Top of Dataset content
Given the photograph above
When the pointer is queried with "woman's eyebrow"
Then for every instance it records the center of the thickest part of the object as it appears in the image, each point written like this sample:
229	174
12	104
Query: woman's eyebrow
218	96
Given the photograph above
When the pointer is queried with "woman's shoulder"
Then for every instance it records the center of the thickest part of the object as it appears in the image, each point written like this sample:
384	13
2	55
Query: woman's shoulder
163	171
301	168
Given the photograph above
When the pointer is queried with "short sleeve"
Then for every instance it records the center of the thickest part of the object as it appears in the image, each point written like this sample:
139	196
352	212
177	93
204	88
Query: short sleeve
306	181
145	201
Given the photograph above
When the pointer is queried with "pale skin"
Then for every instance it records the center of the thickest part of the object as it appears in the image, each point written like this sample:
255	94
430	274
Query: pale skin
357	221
Bottom of Dataset content
Give the records again, complete and exact.

Given the photograph above
When the pointer is queried with "woman's eyebrow"
Then for every instance it records the center of the thickest part of the object as it appears in the image, each point written like this sample:
229	174
12	104
Query: woman's eyebrow
218	96
Given the photograph above
When the pointer is queried with "woman's shoulder"
Then for every instance it records the center of the thickest part of the object as it appears in the image, each point written like this sample:
384	13
2	55
Query: woman's shoulder
163	171
301	168
Given the photograph above
When the pointer is queried with "short sleeve"
Then for every instance it records the center of the thickest part of the object as it appears in the image, each point written like this sample:
139	196
352	212
177	93
204	88
Query: short sleeve
306	181
145	201
Given the photograph above
When the pointer is queried with "pale skin"
Then for every instance it records the center of the thickest part of the object as it appears in the image, each point written like this sample:
255	94
430	274
Query: pale skin
357	221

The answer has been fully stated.